START Source data

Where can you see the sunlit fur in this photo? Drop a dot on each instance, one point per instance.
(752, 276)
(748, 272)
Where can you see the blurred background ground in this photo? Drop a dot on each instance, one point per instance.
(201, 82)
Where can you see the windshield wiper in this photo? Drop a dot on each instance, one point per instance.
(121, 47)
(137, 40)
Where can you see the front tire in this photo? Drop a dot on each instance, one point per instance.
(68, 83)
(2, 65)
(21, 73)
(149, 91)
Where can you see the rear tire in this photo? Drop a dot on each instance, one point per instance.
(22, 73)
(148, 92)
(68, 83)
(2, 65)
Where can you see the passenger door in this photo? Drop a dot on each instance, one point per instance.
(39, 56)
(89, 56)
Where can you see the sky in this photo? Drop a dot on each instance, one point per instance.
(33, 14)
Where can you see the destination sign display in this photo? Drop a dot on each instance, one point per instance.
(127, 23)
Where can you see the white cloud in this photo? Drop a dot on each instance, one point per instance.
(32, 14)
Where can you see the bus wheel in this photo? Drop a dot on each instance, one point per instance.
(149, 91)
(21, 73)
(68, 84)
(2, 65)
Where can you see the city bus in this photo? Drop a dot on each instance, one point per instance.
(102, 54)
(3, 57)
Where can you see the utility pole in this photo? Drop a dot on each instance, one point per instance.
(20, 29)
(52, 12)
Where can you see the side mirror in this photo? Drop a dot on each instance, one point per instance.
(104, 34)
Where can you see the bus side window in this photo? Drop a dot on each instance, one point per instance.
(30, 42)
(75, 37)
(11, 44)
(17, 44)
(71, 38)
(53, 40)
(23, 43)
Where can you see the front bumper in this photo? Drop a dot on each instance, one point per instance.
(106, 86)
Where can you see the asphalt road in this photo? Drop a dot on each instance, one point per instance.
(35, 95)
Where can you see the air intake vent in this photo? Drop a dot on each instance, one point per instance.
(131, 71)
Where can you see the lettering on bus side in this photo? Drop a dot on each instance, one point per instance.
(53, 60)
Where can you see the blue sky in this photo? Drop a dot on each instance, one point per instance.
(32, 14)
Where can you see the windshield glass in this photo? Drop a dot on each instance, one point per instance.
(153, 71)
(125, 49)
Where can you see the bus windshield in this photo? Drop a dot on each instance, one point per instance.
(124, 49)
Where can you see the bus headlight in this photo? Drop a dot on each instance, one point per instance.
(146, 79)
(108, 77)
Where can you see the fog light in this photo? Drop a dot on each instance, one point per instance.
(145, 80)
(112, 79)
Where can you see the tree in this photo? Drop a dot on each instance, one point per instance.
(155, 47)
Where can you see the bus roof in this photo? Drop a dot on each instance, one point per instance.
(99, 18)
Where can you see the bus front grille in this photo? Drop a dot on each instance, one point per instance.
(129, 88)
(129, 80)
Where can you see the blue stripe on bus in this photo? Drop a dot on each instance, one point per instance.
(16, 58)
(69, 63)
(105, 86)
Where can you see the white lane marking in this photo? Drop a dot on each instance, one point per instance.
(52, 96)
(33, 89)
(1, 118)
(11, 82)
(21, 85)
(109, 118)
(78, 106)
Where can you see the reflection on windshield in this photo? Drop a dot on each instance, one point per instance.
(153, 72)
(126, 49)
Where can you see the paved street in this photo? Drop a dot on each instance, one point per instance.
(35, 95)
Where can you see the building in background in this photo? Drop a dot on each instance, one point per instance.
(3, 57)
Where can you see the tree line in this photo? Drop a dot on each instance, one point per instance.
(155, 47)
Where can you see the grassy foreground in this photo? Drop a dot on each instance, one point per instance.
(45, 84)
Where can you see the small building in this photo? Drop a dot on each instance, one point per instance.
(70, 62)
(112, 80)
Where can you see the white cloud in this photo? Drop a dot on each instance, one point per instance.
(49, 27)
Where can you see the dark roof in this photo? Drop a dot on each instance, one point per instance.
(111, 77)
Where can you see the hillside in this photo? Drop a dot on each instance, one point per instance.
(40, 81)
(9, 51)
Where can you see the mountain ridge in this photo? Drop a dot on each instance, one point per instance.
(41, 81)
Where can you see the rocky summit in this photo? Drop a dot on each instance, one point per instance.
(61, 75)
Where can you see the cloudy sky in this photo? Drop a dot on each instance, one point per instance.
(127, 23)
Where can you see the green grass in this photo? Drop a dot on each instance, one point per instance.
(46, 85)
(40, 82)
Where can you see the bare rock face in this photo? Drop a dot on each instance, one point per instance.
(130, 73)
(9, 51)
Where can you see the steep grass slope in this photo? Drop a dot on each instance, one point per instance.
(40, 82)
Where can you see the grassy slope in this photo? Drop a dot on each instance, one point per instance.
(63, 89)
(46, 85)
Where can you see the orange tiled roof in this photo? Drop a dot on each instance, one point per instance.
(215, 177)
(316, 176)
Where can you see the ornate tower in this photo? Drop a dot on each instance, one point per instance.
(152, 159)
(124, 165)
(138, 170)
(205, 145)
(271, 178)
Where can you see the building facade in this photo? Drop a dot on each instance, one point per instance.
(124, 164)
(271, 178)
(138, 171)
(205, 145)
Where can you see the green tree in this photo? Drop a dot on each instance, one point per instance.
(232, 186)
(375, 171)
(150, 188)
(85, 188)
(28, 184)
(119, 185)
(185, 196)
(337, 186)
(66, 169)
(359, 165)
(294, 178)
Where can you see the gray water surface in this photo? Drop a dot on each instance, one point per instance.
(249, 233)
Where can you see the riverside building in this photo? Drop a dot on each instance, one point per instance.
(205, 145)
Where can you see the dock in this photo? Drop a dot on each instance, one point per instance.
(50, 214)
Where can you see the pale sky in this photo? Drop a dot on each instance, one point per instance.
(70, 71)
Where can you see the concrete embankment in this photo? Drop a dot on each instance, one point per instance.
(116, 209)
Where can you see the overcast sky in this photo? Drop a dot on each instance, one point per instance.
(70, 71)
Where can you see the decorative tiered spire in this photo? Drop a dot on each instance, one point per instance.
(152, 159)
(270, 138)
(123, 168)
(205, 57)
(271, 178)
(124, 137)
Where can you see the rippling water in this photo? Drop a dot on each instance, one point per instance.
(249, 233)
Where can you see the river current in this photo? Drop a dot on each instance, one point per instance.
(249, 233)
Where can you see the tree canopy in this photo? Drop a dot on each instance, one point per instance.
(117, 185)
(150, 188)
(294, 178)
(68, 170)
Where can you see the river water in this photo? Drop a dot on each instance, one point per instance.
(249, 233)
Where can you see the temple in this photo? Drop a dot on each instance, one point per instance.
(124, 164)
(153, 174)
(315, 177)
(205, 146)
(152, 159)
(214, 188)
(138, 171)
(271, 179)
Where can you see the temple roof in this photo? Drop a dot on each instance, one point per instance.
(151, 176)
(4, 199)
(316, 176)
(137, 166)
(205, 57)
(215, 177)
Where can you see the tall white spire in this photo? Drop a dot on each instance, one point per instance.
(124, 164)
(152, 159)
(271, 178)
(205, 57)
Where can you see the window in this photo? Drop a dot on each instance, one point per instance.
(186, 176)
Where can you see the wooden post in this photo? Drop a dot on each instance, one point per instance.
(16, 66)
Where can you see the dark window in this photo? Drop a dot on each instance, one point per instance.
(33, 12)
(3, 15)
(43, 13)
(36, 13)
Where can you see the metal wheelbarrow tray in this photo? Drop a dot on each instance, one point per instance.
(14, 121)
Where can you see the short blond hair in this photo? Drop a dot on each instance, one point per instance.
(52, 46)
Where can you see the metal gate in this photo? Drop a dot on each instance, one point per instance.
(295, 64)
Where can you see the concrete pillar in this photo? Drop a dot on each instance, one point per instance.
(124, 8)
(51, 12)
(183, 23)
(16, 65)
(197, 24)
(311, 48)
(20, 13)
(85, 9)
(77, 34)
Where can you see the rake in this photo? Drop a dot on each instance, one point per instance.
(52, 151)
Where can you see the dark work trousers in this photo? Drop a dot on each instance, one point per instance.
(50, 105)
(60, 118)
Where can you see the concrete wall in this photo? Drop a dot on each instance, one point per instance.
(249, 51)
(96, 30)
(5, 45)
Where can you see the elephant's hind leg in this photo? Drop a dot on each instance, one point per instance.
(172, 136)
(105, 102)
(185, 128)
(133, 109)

END Source data

▶ **Task brief**: Only the lines from the one holding "Where can you see the metal gate" through the end of the listing should be given again, exactly and with both ends included.

▶ **Task response**:
Where can you see the metal gate in this photo? Drop a dot on each instance, one point per instance.
(295, 64)
Where can you see the concrete pillar in this photo? Drop a dot on each instance, one point per instance.
(124, 8)
(51, 12)
(183, 23)
(16, 65)
(197, 24)
(311, 48)
(20, 13)
(85, 9)
(77, 34)
Where can you see the rake in this photo? Drop a dot on each instance, one point per instance.
(52, 151)
Where can you see the dark work trousers in this photo? Drop a dot on each instance, one point per instance.
(50, 105)
(60, 118)
Where can you see the concrete wall in this photo? Drop a dot on each instance, one point per instance.
(249, 51)
(96, 30)
(5, 45)
Where can you see the elephant's hind leg in this photo? Drop a dot on each instance, one point per instance.
(172, 136)
(105, 102)
(185, 128)
(133, 109)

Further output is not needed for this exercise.